— Exercise tasks —
**A.** In the passage on PI healing, which guidelines recommend assessing sensory perception?
**B.** From the passage on PI healing, copy the text starting with "Root causes of" and going on through "interrupt this cycle.".

[[ Extract to read, beginning ]]

Root causes of malnutrition require input and possibly intervention from the patient, family and care team. Specific recommendations may be made regarding nutritional intake requirements of protein, calories, fluid and micronutrients. The contribution of malnutrition to delayed healing of PI cannot be overstated. Individuals with significant PI often enter a spiral of inflammation and malaise which further reduces appetite and worsens their ability to heal. Engaging the patient in understanding the specific nutrition requirements to support PI healing can interrupt this cycle.
Most of the risk assessment tools for PI include assessment of sensory perception. ( example Braden, Spina Cord Injury Pressure Ulcer Scale) The 2019 NPIAP guidelines recommend assessing sensory perception particularly with diagnoses associated with sensory impairment such as diabetes, spinal cord injury, peripheral arterial disease. Other patient conditions include altered consciousness like coma or patients under anesthesia. Reduced sensory perception may alter the patient’s ability to respond to pressures placed on skin and deeper tissues. In addition, sensory perception needs to be taken into account during treatment planning and dressing changes.
There are situations, such as in patients with spinal cord injury, where the patient may not feel in the area of the wound but stimulation of dressing changes, bedside debridement etc. can cause mass reactions resulting in potential harmful elevations in blood pressure. Adequate pre-procedural analgesia is of critical importance in all patients. (Allen and Leslie 2019, Mhatre et al 2013)

[[ Extract to read, end ]]
[[ Records, beginning ]]

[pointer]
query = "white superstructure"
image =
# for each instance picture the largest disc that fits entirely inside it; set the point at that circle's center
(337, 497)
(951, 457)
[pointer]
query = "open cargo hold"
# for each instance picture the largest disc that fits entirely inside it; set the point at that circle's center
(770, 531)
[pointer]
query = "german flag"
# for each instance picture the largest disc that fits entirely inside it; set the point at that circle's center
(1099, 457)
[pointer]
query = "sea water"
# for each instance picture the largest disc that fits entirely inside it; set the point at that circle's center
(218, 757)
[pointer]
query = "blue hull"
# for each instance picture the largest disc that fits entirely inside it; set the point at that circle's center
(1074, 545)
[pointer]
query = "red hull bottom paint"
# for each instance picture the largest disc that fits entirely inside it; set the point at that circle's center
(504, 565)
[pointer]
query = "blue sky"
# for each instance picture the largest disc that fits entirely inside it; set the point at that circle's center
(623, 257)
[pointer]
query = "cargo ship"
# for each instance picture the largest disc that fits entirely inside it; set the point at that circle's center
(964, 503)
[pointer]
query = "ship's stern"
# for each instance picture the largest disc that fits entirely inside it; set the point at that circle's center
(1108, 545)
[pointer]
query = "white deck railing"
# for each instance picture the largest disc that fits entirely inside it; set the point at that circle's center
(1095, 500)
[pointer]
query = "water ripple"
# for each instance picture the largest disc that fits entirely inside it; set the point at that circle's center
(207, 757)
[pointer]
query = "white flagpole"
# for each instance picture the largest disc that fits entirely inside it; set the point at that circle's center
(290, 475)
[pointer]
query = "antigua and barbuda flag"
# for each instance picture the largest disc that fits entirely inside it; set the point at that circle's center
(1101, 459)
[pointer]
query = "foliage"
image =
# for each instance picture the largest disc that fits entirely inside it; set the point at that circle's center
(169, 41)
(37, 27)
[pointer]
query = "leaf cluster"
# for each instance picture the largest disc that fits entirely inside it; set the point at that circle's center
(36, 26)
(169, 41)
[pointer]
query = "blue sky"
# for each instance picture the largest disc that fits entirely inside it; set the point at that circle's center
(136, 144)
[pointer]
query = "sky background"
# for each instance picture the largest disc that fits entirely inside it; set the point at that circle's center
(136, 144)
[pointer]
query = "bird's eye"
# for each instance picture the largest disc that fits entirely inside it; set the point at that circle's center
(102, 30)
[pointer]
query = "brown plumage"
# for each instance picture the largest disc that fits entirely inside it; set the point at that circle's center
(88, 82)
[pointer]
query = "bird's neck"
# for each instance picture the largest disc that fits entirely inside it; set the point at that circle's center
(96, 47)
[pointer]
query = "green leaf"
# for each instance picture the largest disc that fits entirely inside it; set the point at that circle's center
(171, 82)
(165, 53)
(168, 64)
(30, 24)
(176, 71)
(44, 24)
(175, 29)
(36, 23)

[[ Records, end ]]

— Task-by-task results —
**A.** The 2019 NPIAP guidelines.

**B.**
Root causes of malnutrition require input and possibly intervention from the patient, family and care team. Specific recommendations may be made regarding nutritional intake requirements of protein, calories, fluid and micronutrients. The contribution of malnutrition to delayed healing of PI cannot be overstated. Individuals with significant PI often enter a spiral of inflammation and malaise which further reduces appetite and worsens their ability to heal. Engaging the patient in understanding the specific nutrition requirements to support PI healing can interrupt this cycle.